### Problem requirements:
Copy every line of the records below word for word, but omit the pictures.

* Begin *

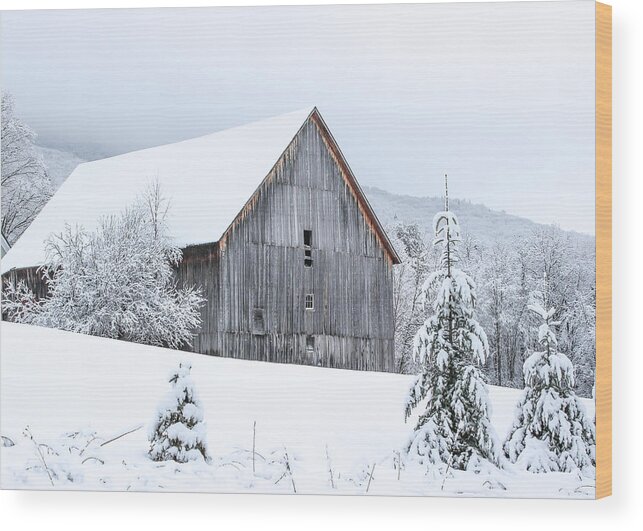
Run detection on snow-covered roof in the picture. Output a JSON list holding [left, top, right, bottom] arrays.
[[2, 107, 314, 273]]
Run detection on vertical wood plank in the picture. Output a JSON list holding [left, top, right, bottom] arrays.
[[596, 3, 612, 498]]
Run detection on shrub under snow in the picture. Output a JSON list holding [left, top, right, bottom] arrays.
[[149, 363, 209, 463]]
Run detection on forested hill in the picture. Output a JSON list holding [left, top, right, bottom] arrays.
[[363, 186, 594, 246]]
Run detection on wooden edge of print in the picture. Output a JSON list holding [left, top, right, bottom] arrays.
[[595, 2, 612, 498]]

* End *

### Worked answer:
Run detection on snow-covered roof in the picture. Output a JSON list holding [left, top, right, bottom] arrays.
[[2, 107, 314, 273]]
Run detection on vertical wood plank in the picture. Output a JSON list holding [left, top, right, bottom] arrays.
[[596, 3, 612, 498]]
Run detection on shrub under snow in the picture. Output a JSON list holding [left, top, right, bottom] arrays.
[[149, 363, 209, 463]]
Run detection on forested hill in the picture. Output a JSON list holding [left, top, right, bottom] arrays.
[[363, 186, 594, 246]]
Run detection on wooden edge of print in the picture. Output a JSON list holding [left, top, right, bottom] arrays.
[[595, 2, 612, 498]]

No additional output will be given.